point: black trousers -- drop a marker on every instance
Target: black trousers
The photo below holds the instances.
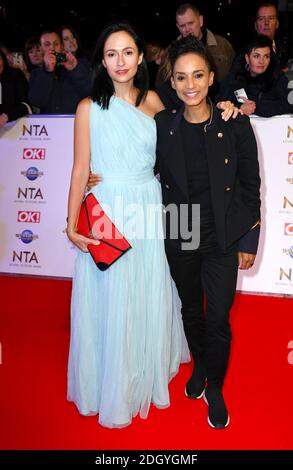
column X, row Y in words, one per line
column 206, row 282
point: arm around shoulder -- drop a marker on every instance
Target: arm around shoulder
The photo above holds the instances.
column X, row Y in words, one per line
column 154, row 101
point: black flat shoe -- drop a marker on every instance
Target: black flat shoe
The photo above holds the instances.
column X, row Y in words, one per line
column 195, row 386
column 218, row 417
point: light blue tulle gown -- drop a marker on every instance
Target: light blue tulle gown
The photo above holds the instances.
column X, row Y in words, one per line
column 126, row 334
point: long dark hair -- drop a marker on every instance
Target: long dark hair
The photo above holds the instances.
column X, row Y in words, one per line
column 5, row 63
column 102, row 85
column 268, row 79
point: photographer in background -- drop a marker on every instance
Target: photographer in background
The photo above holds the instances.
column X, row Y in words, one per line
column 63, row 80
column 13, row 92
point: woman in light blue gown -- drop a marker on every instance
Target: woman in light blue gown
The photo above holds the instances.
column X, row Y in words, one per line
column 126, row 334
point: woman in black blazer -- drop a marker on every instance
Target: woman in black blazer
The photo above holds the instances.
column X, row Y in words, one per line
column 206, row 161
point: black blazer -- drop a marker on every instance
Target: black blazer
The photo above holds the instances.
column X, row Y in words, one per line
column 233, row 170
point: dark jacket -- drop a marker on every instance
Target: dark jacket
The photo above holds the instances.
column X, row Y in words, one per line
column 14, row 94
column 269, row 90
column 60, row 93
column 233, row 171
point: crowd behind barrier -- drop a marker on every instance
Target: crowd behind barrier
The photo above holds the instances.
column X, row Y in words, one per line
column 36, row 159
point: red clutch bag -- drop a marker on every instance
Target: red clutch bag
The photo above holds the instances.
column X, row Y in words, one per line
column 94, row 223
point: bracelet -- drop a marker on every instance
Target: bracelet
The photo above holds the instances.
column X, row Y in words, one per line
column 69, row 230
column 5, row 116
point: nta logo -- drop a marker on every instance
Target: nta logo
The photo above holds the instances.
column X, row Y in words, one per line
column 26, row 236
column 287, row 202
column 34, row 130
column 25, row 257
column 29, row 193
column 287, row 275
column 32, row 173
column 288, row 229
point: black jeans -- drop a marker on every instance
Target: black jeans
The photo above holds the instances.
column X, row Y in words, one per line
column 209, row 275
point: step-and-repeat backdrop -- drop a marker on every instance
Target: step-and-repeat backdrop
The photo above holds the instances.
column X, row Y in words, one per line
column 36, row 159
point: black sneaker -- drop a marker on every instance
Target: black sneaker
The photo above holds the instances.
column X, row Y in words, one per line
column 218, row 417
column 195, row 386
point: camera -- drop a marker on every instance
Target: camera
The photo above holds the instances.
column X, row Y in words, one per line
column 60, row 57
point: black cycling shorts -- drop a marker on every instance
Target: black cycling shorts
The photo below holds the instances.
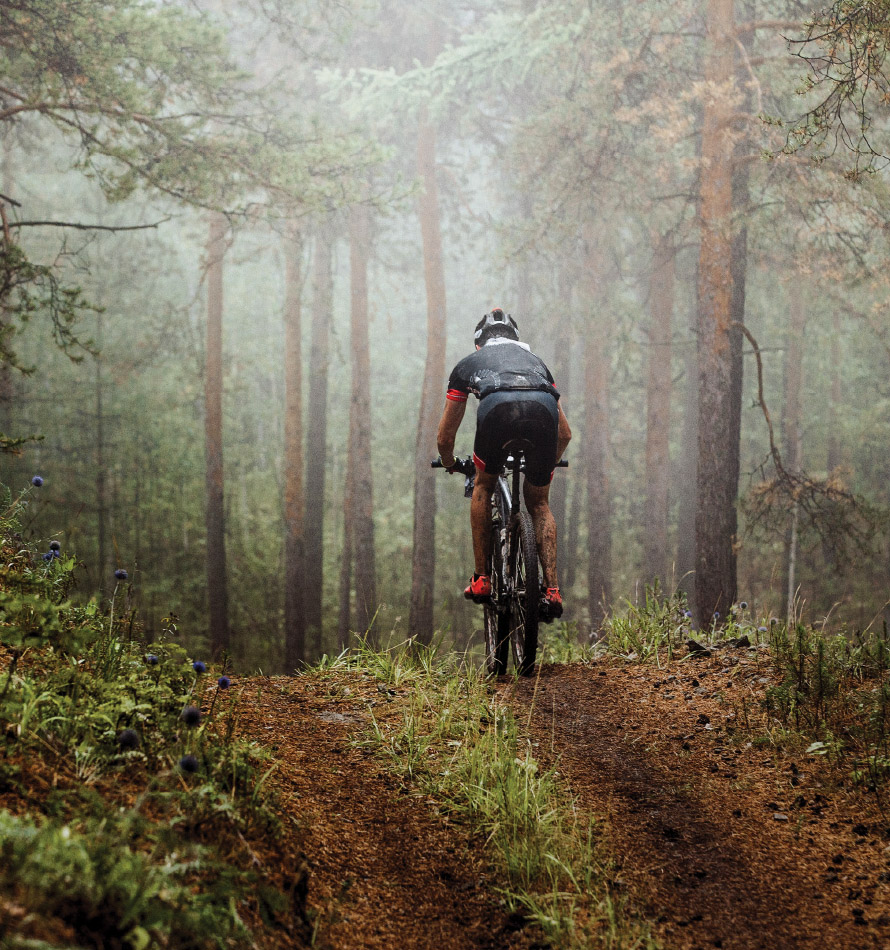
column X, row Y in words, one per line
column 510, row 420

§ §

TASK BRIEF →
Give the part of the listing above from the line containing "point: photographer in" through the line containing "column 233, row 170" as a numbered list, skipping any blank lines.

TASK ANSWER →
1. point: photographer in background -- drop a marker on every instance
2. Target: photographer in background
3. The photo above holds the instances.
4. column X, row Y in words, one per line
5. column 63, row 80
6. column 13, row 92
7. point: woman in light blue gown -- drop a marker on every instance
8. Target: woman in light blue gown
9. The photo above holds the instances.
10. column X, row Y in words, one per line
11. column 126, row 334
12. point: woman in black blazer -- drop a marker on every instance
13. Target: woman in black blazer
14. The photo above holds the instances.
15. column X, row Y in words, one per line
16. column 206, row 161
17. point: black blazer -- drop a marker on every instance
18. Target: black blazer
19. The photo above holds the instances.
20. column X, row Y in words, one per line
21. column 233, row 170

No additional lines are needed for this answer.